● **Provided passage**:

That Monday’s World Humanitarian Summit-the first of its kind-is being held in Istanbul is not a coincidence.
It comes as the Syrian civil war enters its sixth year, as Europe is facing the worst refugee crisis since World War II and as global social inequality has reached a peak amid a rising population.
Hosted by Turkey’s President Recep Tayyip Erdoğan, world leaders of United Nations member states, including German Chancellor Angela Merkel and U.S. Vice-President Joe Biden, are set to gather in Turkey’s largest city on Monday and Tuesday.
During the summit, attended by 125 of the UN’s 193 member states, at least 50 heads of government will announce several commitments to reduce humanitarian disasters.
These include: preventing and ending conflict; respecting the rules of war; addressing forced displacement; achieving gender equality; responding to climate change; ending the need for aid; and investing in humanity.
German Chancellor Angela Merkel on Saturday called for better coordination of aid efforts ahead of the summit.
The two-day meeting is not about concrete financial pledges, rather it was about better integration of the various stakeholders, she said in her weekly podcast from Berlin.
Another aim of the meeting was a more comprehensive overview of aid efforts, such as through the packaging of aid pledges in databanks, she said.
It is necessary “to follow whether what has been promised at international conferences is also later done,” Merkel said. This was lacking in many places, the chancellor said.
Merkel plans to travel to Turkey on Sunday and is expected to meet President Recep Tayyip Erdoğan during her visit.

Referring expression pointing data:
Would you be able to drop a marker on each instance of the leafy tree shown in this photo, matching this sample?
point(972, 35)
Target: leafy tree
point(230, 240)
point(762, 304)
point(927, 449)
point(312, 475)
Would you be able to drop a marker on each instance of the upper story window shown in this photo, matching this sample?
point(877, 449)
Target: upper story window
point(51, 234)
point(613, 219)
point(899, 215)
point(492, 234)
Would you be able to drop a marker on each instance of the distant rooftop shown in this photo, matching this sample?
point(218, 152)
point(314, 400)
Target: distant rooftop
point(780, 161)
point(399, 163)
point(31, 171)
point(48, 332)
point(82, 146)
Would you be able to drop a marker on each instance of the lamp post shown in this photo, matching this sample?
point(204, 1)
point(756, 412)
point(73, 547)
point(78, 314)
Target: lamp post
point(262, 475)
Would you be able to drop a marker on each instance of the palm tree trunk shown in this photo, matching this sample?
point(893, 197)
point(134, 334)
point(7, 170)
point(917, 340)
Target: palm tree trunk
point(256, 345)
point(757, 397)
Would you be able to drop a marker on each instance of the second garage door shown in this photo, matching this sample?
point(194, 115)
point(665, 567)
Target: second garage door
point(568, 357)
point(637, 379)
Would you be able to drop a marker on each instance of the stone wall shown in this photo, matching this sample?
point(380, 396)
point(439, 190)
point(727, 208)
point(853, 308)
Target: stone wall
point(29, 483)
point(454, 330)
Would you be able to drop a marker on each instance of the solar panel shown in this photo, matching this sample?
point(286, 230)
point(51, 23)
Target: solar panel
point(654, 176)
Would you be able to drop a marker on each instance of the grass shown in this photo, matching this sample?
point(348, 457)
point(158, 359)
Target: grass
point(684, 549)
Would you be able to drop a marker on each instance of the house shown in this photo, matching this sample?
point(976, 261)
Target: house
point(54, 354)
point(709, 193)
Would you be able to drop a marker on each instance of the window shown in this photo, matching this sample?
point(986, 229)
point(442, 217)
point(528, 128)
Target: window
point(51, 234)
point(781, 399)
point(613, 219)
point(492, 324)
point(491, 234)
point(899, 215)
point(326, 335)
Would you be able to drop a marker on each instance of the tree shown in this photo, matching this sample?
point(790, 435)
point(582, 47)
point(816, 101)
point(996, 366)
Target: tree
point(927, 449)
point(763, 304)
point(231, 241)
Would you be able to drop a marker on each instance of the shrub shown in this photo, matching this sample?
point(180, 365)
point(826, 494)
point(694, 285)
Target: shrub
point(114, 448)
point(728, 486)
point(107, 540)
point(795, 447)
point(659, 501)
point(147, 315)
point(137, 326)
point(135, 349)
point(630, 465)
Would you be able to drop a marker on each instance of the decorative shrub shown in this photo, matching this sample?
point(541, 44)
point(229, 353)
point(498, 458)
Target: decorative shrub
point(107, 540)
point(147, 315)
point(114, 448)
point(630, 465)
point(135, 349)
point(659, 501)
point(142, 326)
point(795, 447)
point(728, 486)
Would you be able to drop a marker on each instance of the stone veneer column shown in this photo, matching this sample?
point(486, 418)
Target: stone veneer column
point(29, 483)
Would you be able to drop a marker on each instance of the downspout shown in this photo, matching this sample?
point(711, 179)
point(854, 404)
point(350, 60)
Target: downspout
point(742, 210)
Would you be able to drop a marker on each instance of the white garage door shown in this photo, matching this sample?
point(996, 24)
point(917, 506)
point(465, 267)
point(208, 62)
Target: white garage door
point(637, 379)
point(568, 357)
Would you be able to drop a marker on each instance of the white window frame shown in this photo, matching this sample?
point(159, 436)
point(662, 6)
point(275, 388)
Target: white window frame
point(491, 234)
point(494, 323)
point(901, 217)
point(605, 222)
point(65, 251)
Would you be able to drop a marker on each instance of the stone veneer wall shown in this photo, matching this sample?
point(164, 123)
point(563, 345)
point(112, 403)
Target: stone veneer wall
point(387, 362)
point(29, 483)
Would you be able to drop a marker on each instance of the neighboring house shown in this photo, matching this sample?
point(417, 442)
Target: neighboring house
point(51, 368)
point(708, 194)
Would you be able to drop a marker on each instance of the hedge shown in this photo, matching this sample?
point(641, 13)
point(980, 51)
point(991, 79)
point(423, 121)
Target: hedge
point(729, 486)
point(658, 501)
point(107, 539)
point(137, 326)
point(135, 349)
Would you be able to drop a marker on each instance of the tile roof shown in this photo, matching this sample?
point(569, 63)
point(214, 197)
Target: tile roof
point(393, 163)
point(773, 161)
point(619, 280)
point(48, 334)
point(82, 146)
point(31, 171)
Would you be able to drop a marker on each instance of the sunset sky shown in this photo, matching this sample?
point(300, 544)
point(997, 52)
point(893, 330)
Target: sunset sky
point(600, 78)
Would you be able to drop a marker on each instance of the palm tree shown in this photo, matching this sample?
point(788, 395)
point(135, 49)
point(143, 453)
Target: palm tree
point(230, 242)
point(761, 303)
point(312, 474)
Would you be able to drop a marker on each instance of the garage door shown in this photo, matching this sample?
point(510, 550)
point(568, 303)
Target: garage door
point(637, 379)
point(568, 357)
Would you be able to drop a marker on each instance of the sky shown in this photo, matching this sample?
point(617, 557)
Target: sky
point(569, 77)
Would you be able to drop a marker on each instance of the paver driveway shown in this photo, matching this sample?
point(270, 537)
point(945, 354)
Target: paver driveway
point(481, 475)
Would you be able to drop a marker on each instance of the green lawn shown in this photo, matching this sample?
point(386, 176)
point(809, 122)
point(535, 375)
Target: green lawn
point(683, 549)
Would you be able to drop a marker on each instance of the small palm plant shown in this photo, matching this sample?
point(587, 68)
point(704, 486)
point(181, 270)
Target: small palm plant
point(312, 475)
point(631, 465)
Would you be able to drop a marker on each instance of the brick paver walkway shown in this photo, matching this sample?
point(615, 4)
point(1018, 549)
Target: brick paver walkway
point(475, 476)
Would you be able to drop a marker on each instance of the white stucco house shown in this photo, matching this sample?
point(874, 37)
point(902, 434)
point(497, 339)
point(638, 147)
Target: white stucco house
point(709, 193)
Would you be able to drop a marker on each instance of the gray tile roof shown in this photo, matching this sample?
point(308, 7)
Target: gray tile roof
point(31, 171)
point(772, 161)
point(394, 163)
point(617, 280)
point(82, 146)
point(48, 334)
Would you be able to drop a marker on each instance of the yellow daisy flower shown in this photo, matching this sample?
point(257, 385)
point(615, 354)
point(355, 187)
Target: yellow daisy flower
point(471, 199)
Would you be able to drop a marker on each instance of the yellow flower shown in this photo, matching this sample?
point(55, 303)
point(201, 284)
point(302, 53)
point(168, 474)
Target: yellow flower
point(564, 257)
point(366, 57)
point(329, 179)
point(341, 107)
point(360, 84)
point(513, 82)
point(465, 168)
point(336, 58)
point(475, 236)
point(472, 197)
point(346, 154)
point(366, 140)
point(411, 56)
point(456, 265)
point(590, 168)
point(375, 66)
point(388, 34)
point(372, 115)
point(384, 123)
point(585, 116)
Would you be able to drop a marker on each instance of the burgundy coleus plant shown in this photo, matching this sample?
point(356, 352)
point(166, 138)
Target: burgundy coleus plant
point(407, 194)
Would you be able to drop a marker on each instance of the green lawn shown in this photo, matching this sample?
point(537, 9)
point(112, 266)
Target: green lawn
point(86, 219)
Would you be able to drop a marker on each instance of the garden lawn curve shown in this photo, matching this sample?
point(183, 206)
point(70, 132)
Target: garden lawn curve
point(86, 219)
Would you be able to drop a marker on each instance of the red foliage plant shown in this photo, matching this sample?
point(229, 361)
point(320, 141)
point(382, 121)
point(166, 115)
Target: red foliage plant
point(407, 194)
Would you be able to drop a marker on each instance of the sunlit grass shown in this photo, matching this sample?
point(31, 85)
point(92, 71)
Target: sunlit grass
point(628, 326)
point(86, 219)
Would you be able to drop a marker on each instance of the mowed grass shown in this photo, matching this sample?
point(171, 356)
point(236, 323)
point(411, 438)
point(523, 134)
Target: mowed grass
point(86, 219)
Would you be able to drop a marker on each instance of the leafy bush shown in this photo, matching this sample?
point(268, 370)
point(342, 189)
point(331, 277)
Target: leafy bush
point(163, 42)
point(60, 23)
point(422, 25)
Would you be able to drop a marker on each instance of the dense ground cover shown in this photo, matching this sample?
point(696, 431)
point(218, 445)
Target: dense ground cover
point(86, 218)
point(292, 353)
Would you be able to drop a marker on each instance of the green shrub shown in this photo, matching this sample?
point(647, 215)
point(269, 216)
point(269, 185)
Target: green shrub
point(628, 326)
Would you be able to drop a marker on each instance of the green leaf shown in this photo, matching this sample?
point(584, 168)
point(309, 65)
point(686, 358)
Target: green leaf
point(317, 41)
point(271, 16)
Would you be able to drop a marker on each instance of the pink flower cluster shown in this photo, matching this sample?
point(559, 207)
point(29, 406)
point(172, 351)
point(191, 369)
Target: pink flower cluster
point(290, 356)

● **Actions to take**:
a: Reproduce the summit report from "German Chancellor Angela Merkel on" to "during her visit.".
b: Answer these questions on the summit report.
(i) In which city is the World Humanitarian Summit being held?
(ii) How many of the UN's member states attend the summit?
(iii) On which day did Angela Merkel call for better coordination of aid efforts?
Base your work on the summit report alone.

● **Exercise responses**:
a:
German Chancellor Angela Merkel on Saturday called for better coordination of aid efforts ahead of the summit.
The two-day meeting is not about concrete financial pledges, rather it was about better integration of the various stakeholders, she said in her weekly podcast from Berlin.
Another aim of the meeting was a more comprehensive overview of aid efforts, such as through the packaging of aid pledges in databanks, she said.
It is necessary “to follow whether what has been promised at international conferences is also later done,” Merkel said. This was lacking in many places, the chancellor said.
Merkel plans to travel to Turkey on Sunday and is expected to meet President Recep Tayyip Erdoğan during her visit.

b:
(i) Istanbul
(ii) 125 of the UN's 193 member states
(iii) Saturday